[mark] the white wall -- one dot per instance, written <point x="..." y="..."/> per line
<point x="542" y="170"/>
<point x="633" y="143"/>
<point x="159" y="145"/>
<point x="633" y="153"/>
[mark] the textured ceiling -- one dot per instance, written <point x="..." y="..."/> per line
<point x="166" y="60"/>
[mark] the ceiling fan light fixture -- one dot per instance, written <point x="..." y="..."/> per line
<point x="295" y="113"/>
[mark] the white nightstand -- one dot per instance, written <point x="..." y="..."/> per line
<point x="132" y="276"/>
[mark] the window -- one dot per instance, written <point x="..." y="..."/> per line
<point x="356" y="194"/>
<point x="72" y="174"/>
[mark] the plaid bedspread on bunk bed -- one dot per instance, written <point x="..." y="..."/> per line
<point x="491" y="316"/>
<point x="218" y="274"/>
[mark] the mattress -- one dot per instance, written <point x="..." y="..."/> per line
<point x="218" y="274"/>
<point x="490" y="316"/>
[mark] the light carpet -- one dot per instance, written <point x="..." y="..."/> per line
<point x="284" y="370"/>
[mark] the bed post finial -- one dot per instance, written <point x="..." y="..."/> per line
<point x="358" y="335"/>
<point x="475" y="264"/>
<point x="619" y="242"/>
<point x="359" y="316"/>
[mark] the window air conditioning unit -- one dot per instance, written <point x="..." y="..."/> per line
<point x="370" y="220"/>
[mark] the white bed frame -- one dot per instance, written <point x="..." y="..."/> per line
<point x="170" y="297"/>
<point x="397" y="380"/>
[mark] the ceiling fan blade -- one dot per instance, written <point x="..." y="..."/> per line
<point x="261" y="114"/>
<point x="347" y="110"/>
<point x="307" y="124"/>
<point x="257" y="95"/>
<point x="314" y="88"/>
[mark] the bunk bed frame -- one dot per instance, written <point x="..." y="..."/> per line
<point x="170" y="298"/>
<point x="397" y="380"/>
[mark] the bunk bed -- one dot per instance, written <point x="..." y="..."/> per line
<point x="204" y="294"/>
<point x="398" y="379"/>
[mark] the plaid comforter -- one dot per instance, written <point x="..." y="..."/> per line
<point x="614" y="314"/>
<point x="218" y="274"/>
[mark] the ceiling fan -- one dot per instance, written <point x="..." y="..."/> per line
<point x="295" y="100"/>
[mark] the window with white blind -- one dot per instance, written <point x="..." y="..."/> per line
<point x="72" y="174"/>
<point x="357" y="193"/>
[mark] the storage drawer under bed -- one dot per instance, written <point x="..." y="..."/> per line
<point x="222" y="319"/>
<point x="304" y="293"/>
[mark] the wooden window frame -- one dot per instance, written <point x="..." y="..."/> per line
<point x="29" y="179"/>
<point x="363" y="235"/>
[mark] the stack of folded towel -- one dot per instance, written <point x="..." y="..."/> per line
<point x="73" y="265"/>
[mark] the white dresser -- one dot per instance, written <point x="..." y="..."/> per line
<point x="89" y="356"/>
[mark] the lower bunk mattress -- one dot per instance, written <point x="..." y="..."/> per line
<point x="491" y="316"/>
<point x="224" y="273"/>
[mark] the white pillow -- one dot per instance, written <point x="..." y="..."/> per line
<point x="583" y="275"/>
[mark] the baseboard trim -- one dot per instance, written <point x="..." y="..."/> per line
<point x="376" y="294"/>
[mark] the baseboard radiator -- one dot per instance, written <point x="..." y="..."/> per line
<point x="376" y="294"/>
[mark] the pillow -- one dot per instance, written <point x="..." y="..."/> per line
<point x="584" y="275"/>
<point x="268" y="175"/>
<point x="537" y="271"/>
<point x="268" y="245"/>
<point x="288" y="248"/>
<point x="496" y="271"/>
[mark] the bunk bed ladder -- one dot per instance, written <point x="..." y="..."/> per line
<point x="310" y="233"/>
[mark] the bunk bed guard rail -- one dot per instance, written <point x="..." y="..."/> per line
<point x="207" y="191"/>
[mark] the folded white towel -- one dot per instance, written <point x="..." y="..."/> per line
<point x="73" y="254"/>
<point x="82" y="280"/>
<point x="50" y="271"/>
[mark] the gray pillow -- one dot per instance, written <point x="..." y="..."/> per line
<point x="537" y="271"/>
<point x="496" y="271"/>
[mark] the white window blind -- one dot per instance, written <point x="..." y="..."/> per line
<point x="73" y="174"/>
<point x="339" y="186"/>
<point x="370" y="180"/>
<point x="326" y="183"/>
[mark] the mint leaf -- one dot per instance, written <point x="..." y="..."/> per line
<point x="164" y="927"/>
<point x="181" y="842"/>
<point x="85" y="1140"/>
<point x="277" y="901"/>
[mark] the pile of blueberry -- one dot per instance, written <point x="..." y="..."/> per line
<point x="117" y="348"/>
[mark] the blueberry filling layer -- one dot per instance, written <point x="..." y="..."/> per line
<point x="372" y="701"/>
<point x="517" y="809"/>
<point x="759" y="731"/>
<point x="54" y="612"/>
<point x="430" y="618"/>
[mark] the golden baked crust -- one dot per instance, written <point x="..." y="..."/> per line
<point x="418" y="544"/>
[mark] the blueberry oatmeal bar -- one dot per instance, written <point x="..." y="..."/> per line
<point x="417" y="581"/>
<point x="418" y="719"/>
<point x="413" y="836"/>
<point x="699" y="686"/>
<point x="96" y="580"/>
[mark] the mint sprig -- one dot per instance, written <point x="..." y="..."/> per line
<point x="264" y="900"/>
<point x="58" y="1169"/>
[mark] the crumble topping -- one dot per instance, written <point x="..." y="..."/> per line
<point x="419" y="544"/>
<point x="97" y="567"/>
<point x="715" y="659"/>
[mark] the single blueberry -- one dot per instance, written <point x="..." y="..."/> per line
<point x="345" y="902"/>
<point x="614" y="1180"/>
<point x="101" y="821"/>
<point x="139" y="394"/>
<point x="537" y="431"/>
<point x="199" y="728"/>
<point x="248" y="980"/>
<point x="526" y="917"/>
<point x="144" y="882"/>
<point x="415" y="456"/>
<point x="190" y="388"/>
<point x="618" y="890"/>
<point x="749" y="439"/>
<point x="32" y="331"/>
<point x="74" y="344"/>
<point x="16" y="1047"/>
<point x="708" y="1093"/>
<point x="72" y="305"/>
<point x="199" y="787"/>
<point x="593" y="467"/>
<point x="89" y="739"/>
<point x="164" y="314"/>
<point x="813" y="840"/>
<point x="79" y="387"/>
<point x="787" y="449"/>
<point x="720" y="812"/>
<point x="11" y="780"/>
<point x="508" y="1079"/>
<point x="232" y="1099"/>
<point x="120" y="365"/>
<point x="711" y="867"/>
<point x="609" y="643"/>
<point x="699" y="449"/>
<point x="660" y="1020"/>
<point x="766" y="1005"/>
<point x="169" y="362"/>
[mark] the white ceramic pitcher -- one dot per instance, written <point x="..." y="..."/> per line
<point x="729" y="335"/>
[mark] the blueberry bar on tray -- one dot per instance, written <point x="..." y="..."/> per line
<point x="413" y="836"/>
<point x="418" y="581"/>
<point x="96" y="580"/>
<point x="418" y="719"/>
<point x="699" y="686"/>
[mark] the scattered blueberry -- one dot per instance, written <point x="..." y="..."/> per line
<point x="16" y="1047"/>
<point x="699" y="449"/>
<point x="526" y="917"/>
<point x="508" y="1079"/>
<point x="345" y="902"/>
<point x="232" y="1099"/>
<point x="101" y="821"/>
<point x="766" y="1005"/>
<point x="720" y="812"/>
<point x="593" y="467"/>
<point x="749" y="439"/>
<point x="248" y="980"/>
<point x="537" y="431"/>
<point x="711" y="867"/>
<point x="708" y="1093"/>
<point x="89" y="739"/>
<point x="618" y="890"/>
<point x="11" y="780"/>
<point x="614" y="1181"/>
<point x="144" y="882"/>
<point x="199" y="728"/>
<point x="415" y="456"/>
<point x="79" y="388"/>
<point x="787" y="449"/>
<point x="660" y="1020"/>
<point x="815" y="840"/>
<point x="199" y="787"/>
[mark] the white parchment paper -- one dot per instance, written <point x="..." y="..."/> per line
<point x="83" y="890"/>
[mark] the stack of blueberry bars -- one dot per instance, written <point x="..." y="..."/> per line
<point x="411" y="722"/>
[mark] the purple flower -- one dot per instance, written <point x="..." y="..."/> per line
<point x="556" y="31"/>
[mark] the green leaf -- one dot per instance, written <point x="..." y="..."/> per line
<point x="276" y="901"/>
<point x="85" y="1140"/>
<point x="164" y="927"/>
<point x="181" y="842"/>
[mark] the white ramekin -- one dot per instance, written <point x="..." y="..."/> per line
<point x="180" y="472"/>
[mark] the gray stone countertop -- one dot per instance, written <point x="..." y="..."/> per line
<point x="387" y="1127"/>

*WHAT YOU HAVE TO DO*
Convert the listing, from the line containing "[mark] the white parchment" through the end of the listing, into a JSON array of strings with one string per line. Omit blank lines.

*EXPECTED ANSWER*
[
  "[mark] the white parchment paper -- one dot per instance, written <point x=\"...\" y=\"...\"/> per line",
  "<point x=\"83\" y=\"890\"/>",
  "[mark] the stack of blueberry bars -- one dot per instance, written <point x=\"...\" y=\"...\"/> per line",
  "<point x=\"411\" y=\"722\"/>",
  "[mark] the purple flower -- one dot per instance, written <point x=\"...\" y=\"...\"/> per line",
  "<point x=\"556\" y=\"31\"/>",
  "[mark] the green leaf -- one dot per instance, written <point x=\"...\" y=\"...\"/> per line",
  "<point x=\"276\" y=\"901\"/>",
  "<point x=\"85\" y=\"1140\"/>",
  "<point x=\"164\" y=\"927\"/>",
  "<point x=\"181\" y=\"842\"/>",
  "[mark] the white ramekin -- one dot per instance, written <point x=\"...\" y=\"...\"/> per line",
  "<point x=\"180\" y=\"472\"/>",
  "[mark] the gray stone countertop -- one dot per instance, written <point x=\"...\" y=\"...\"/> per line",
  "<point x=\"387\" y=\"1127\"/>"
]